> _TASK DIRECTIONS_
Please reproduce the sermon on the First Principle word for word, between "A first principle is one" and "purely indubitable truths.", inclusive.

ACTING ON OUR FIRST PRINCIPLE or
PUTTING OUR MONEY WHERE OUR MOUTH IS
Rev. Kit Ketcham, Sept. 14, 2008
There's a popular misconception out there that Unitarian Universalists are so openminded and inclusive that they might as well not hold any common beliefs at all, that if you're a UU, you can believe anything you want.
Well, not exactly. We are openminded, pluralistic, accepting of others' spiritual paths. But we do have beliefs in common. They are principles of behavior toward each other and the universe, which we consider essential and very practical if the world is to be improved.
I remember a moment in my Worship and Liturgy class in a liberal Protestant seminary several years ago, when a fellow student, after reading our Principles for the first time, said, "Gee, these are nice, but are they religious?" His experience was with creeds such as the Nicaean or Apostles Creed, recited in many mainline denominations every Sunday.
My UU student colleagues and I tried to point out that how we treat each other and the universe are certainly religious principles; they're just not stated in Biblical language. I'm not sure he was convinced, but we were!
In our time together on Sundays during this church year we are examining the principles of Unitarian Universalism, looking at how we live our lives in accordance with those principles, and considering how we might use them in our outreach to the larger community. In other words, putting our money and our energy where our principles are.
In these first couple of months, we've been thinking about our First Principle: that we affirm and promote the inherent worth and dignity of every person.
In philosophy, a first principle is a basic, foundational proposition or assumption that cannot be deduced from any other proposition or assumption. In a formal logical system, or in other words, a set of propositions that are consistent with one another, it is probable that some of the statements can be deduced from one another. In a famous example, "All men are mortal; Socrates is a man; therefore Socrates is mortal" the last claim can be deduced from the former two.
A first principle is one that cannot be deduced from any other. In mathematics, the classic example is that of Euclid's geometry; its hundreds of propositions can be deduced from a set of definitions, postulates, and common notions: all three of which constitute "first principles."
Aristotle formulated a definition of first principle which expressed the essentialness of consistency in western thought. A first principle cannot be doubted, as all doubting is based on inconsistency.
Profoundly influenced by the mathematician Euclid, Descartes, the "father of modern philosophy", invented the foundationalist system of philosophy. He used the "method of doubt" to systematically doubt everything he could possibly doubt, until he was left with what he saw as purely indubitable truths.

Stored records

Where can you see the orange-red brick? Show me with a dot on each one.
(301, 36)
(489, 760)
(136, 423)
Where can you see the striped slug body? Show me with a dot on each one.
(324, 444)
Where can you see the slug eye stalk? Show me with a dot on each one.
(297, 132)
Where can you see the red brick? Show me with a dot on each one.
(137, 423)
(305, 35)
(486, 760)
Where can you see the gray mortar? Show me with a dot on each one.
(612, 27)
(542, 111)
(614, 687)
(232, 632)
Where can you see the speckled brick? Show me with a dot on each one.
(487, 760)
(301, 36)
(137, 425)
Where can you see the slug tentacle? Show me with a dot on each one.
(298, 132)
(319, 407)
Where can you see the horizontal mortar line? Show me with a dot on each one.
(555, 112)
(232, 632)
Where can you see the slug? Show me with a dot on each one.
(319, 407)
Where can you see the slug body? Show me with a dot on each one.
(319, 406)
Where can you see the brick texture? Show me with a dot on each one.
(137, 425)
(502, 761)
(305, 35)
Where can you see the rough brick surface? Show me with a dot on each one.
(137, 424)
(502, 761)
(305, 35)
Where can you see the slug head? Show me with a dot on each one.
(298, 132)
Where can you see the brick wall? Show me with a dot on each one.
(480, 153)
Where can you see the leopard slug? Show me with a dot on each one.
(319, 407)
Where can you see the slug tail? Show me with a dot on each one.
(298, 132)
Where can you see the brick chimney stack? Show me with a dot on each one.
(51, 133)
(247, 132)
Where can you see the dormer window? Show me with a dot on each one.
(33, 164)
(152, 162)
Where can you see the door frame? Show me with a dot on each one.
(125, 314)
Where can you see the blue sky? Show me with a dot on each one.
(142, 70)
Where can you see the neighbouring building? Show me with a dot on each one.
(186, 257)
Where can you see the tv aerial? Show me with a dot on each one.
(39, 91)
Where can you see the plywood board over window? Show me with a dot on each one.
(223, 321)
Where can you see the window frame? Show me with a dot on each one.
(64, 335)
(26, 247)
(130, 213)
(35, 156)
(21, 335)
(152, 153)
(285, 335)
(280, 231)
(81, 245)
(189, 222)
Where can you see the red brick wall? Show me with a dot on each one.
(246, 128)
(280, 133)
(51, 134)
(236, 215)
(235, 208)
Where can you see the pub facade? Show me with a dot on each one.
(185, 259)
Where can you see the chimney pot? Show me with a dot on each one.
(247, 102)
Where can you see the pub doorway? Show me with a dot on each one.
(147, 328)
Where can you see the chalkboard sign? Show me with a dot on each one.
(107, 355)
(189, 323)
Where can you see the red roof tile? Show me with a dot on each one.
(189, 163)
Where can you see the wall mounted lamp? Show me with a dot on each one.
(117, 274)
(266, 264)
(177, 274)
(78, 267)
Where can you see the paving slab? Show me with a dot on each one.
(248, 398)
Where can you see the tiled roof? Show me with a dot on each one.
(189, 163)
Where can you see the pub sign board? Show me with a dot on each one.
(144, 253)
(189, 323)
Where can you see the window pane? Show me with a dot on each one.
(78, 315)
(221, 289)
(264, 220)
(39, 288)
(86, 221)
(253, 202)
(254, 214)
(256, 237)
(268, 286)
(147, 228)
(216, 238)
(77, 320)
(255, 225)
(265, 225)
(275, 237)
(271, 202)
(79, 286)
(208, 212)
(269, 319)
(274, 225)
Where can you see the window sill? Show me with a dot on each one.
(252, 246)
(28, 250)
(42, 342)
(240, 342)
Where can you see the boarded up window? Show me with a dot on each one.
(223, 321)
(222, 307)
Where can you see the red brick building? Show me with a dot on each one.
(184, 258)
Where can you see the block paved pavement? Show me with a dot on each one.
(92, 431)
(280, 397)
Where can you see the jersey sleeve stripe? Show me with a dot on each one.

> _EXERCISE ANSWER_
A first principle is one that cannot be deduced from any other. In mathematics, the classic example is that of Euclid's geometry; its hundreds of propositions can be deduced from a set of definitions, postulates, and common notions: all three of which constitute "first principles."
Aristotle formulated a definition of first principle which expressed the essentialness of consistency in western thought. A first principle cannot be doubted, as all doubting is based on inconsistency.
Profoundly influenced by the mathematician Euclid, Descartes, the "father of modern philosophy", invented the foundationalist system of philosophy. He used the "method of doubt" to systematically doubt everything he could possibly doubt, until he was left with what he saw as purely indubitable truths.